▸ EXERCISE TASK
Can you set out the entries below as a Markdown table with the columns "Number" and "Text," giving each line its row number and skipping blank lines?

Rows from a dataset

(begin)

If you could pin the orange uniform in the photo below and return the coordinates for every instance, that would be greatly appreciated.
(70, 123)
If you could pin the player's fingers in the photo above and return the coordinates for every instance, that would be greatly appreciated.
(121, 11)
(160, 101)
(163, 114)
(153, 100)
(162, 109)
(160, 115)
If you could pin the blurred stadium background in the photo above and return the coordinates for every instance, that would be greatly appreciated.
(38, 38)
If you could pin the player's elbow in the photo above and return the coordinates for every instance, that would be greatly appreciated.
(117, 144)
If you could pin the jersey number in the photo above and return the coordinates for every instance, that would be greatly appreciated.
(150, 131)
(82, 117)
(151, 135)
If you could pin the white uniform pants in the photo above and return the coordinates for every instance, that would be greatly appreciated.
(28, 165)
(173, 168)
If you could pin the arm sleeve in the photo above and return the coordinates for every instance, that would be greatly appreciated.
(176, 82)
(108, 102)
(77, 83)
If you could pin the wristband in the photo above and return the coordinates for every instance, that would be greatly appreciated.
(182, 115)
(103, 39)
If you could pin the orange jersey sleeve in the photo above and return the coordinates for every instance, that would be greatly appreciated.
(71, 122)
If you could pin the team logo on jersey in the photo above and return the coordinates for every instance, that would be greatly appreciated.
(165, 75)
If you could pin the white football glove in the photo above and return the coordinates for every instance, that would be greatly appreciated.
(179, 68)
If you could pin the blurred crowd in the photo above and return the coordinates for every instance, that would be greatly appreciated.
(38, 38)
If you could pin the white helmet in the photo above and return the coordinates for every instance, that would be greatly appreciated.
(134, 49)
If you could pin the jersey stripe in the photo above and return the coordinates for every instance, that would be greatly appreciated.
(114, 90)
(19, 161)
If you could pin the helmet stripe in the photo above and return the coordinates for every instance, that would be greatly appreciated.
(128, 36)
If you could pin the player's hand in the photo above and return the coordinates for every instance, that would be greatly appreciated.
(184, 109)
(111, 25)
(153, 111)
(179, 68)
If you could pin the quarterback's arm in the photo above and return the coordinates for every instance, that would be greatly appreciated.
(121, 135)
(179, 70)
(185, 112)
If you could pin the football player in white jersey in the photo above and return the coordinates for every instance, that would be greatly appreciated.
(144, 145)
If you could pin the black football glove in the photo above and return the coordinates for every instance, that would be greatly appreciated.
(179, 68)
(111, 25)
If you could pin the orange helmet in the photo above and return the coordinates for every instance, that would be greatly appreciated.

(end)

▸ RESPONSE TO THE TASK
| Number | Text |
|---|---|
| 1 | If you could pin the orange uniform in the photo below and return the coordinates for every instance, that would be greatly appreciated. |
| 2 | (70, 123) |
| 3 | If you could pin the player's fingers in the photo above and return the coordinates for every instance, that would be greatly appreciated. |
| 4 | (121, 11) |
| 5 | (160, 101) |
| 6 | (163, 114) |
| 7 | (153, 100) |
| 8 | (162, 109) |
| 9 | (160, 115) |
| 10 | If you could pin the blurred stadium background in the photo above and return the coordinates for every instance, that would be greatly appreciated. |
| 11 | (38, 38) |
| 12 | If you could pin the player's elbow in the photo above and return the coordinates for every instance, that would be greatly appreciated. |
| 13 | (117, 144) |
| 14 | If you could pin the jersey number in the photo above and return the coordinates for every instance, that would be greatly appreciated. |
| 15 | (150, 131) |
| 16 | (82, 117) |
| 17 | (151, 135) |
| 18 | If you could pin the white uniform pants in the photo above and return the coordinates for every instance, that would be greatly appreciated. |
| 19 | (28, 165) |
| 20 | (173, 168) |
| 21 | If you could pin the arm sleeve in the photo above and return the coordinates for every instance, that would be greatly appreciated. |
| 22 | (176, 82) |
| 23 | (108, 102) |
| 24 | (77, 83) |
| 25 | If you could pin the wristband in the photo above and return the coordinates for every instance, that would be greatly appreciated. |
| 26 | (182, 115) |
| 27 | (103, 39) |
| 28 | If you could pin the orange jersey sleeve in the photo above and return the coordinates for every instance, that would be greatly appreciated. |
| 29 | (71, 122) |
| 30 | If you could pin the team logo on jersey in the photo above and return the coordinates for every instance, that would be greatly appreciated. |
| 31 | (165, 75) |
| 32 | If you could pin the white football glove in the photo above and return the coordinates for every instance, that would be greatly appreciated. |
| 33 | (179, 68) |
| 34 | If you could pin the blurred crowd in the photo above and return the coordinates for every instance, that would be greatly appreciated. |
| 35 | (38, 38) |
| 36 | If you could pin the white helmet in the photo above and return the coordinates for every instance, that would be greatly appreciated. |
| 37 | (134, 49) |
| 38 | If you could pin the jersey stripe in the photo above and return the coordinates for every instance, that would be greatly appreciated. |
| 39 | (114, 90) |
| 40 | (19, 161) |
| 41 | If you could pin the helmet stripe in the photo above and return the coordinates for every instance, that would be greatly appreciated. |
| 42 | (128, 36) |
| 43 | If you could pin the player's hand in the photo above and return the coordinates for every instance, that would be greatly appreciated. |
| 44 | (184, 109) |
| 45 | (111, 25) |
| 46 | (153, 111) |
| 47 | (179, 68) |
| 48 | If you could pin the quarterback's arm in the photo above and return the coordinates for every instance, that would be greatly appreciated. |
| 49 | (121, 135) |
| 50 | (179, 70) |
| 51 | (185, 112) |
| 52 | If you could pin the football player in white jersey in the photo above and return the coordinates for every instance, that would be greatly appreciated. |
| 53 | (144, 145) |
| 54 | If you could pin the black football glove in the photo above and return the coordinates for every instance, that would be greatly appreciated. |
| 55 | (179, 68) |
| 56 | (111, 25) |
| 57 | If you could pin the orange helmet in the photo above and return the coordinates for every instance, that would be greatly appreciated. |